■ Entries drawn from a collection
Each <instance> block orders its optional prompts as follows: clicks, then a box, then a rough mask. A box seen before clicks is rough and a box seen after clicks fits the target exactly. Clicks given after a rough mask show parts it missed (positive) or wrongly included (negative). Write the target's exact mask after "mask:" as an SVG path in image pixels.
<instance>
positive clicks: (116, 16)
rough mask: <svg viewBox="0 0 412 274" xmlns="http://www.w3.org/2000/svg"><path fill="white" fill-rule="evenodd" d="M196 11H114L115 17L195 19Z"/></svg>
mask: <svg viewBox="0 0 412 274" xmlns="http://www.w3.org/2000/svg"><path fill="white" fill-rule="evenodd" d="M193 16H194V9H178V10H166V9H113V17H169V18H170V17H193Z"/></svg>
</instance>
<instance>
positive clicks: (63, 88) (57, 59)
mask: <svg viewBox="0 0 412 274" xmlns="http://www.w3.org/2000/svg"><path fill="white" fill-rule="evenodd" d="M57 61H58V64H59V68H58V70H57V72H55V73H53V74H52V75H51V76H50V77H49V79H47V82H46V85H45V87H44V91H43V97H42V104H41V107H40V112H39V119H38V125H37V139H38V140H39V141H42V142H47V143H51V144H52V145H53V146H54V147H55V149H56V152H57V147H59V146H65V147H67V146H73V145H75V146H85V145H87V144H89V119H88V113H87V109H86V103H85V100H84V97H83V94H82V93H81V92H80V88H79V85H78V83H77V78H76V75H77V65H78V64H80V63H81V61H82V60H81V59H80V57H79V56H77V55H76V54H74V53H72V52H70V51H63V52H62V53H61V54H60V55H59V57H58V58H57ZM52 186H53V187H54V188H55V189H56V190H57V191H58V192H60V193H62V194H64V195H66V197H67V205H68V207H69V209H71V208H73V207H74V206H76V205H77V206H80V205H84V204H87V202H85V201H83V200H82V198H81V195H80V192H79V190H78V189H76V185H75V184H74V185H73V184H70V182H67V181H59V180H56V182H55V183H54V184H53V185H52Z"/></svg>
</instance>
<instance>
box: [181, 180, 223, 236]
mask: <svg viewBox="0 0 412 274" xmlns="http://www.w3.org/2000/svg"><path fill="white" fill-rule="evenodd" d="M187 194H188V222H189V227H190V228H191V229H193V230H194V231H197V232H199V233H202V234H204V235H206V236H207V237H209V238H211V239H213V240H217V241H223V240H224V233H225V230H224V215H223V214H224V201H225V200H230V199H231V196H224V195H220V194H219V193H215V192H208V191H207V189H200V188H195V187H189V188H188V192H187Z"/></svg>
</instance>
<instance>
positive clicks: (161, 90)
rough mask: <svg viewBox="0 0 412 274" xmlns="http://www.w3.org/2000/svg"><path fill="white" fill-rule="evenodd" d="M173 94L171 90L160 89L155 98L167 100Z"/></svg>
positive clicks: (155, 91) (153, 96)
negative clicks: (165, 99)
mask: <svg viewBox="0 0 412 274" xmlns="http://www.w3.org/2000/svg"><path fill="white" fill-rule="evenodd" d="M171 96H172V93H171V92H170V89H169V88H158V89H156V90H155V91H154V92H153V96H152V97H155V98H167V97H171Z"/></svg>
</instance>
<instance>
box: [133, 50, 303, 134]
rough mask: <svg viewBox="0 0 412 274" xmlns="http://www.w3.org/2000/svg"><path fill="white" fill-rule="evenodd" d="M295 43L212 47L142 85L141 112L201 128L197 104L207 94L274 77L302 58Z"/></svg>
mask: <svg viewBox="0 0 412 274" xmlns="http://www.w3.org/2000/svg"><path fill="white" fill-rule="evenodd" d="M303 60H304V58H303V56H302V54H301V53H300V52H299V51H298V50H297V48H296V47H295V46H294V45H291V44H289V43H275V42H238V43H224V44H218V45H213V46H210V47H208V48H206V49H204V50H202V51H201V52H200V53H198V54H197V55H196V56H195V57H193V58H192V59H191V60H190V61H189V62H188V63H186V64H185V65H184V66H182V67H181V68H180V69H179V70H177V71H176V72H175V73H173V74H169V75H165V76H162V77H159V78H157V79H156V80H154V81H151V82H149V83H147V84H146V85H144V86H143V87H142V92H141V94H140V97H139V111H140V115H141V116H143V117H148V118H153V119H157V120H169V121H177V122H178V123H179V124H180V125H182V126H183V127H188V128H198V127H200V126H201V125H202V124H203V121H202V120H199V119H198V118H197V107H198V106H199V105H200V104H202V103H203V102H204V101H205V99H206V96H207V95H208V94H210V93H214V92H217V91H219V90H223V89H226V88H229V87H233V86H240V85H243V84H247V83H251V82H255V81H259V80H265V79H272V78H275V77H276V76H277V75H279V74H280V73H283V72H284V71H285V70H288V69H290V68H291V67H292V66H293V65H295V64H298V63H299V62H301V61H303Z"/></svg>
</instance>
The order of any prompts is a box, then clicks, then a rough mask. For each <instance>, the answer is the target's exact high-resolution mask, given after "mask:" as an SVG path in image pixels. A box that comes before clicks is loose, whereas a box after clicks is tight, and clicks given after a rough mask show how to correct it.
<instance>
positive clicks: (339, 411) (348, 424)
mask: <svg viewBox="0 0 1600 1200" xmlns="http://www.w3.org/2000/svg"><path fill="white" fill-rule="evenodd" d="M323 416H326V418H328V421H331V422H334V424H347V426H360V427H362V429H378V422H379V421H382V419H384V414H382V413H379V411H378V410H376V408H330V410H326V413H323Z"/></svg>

■ What is being asked
Extract each line of the records above that contains the word "positive" and reproduce those lines verbatim.

■ Written response
Each <instance> block orders its optional prompts as follows: clicks, then a box, then a rough mask. A box seen before clicks is rough and a box seen after clicks fits the target exactly. Clicks given after a rough mask show parts it missed (positive) or wrongly included (negative). Write the target's exact mask after "mask:" as an SVG path in image pixels.
positive clicks: (116, 16)
positive clicks: (63, 88) (57, 59)
positive clicks: (161, 90)
positive clicks: (155, 91) (153, 96)
positive clicks: (339, 411) (348, 424)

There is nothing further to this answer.